STATED EXERCISE: Copy every line of the records below verbatim.

──────

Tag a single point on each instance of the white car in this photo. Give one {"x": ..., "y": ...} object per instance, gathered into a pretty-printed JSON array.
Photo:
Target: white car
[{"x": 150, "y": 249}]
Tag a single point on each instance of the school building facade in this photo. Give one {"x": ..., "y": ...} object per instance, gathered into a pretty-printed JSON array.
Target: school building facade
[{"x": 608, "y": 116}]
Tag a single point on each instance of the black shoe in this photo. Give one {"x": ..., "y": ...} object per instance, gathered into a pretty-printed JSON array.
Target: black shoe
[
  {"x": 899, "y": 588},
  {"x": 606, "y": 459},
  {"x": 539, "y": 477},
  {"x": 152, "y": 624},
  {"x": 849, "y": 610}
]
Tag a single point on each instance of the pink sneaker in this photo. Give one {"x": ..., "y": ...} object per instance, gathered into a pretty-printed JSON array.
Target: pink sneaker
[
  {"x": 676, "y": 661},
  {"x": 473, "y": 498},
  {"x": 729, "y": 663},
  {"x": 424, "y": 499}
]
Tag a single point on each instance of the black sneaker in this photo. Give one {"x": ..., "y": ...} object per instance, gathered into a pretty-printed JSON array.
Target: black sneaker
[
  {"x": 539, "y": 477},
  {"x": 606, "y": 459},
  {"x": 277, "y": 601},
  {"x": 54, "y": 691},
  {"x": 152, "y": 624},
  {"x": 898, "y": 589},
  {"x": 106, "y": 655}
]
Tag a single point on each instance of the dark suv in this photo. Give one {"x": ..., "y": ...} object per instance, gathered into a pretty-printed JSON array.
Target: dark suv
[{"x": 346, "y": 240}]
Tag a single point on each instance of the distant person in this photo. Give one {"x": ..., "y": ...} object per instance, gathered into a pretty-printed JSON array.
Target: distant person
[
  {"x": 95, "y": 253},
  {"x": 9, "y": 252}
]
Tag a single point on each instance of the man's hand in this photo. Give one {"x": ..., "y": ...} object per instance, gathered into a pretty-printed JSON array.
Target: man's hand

──────

FINAL RESULT:
Tag a single point on each instance of the white car in this photo. Give one {"x": ..., "y": ...} object per instance, gathered into a pretty-printed JSON array.
Photo:
Target: white car
[{"x": 150, "y": 249}]
Tag a single point on each instance of the school building facade in this photo. Give one {"x": ..., "y": ...} object per instance, gathered into a pretty-printed JSON array.
Target: school building facade
[{"x": 608, "y": 116}]
Tag a single point on each instance of the black shoe in this photo. Give one {"x": ..., "y": ...} object per instance, gathered into a pretty-printed JSON array.
Target: black shoe
[
  {"x": 899, "y": 588},
  {"x": 606, "y": 459},
  {"x": 539, "y": 477},
  {"x": 152, "y": 624},
  {"x": 849, "y": 610}
]
Tag a single point on each instance of the pink sneaker in this photo. Give one {"x": ..., "y": ...} object per instance, gathered into a pretty-printed JSON array.
Target: pink sneaker
[
  {"x": 676, "y": 661},
  {"x": 473, "y": 498},
  {"x": 729, "y": 663},
  {"x": 424, "y": 499}
]
Tag a single point on each instance of the black sneaker in this photo. Give one {"x": ..., "y": ...} object per instance, gathered into a pretty-printed JSON array.
Target: black sneaker
[
  {"x": 539, "y": 477},
  {"x": 606, "y": 459},
  {"x": 277, "y": 601},
  {"x": 54, "y": 691},
  {"x": 152, "y": 624},
  {"x": 898, "y": 589},
  {"x": 106, "y": 655}
]
Tag a single point on each instance of the dark suv in this photo. Give one {"x": ..., "y": ...} object per instance, gathered into a pretty-printed JSON array.
Target: dark suv
[{"x": 346, "y": 240}]
Tag a single point on each instance of the distant person in this photo. Give one {"x": ..., "y": ...} object per instance, gathered into a pretty-printed JSON array.
Target: distant person
[
  {"x": 95, "y": 253},
  {"x": 9, "y": 252}
]
Tag a single point on each instance of the man's hand in this photo. Give one {"x": ..., "y": ...} object per instance, gathered into a pretty-printed JSON array.
Target: man's hand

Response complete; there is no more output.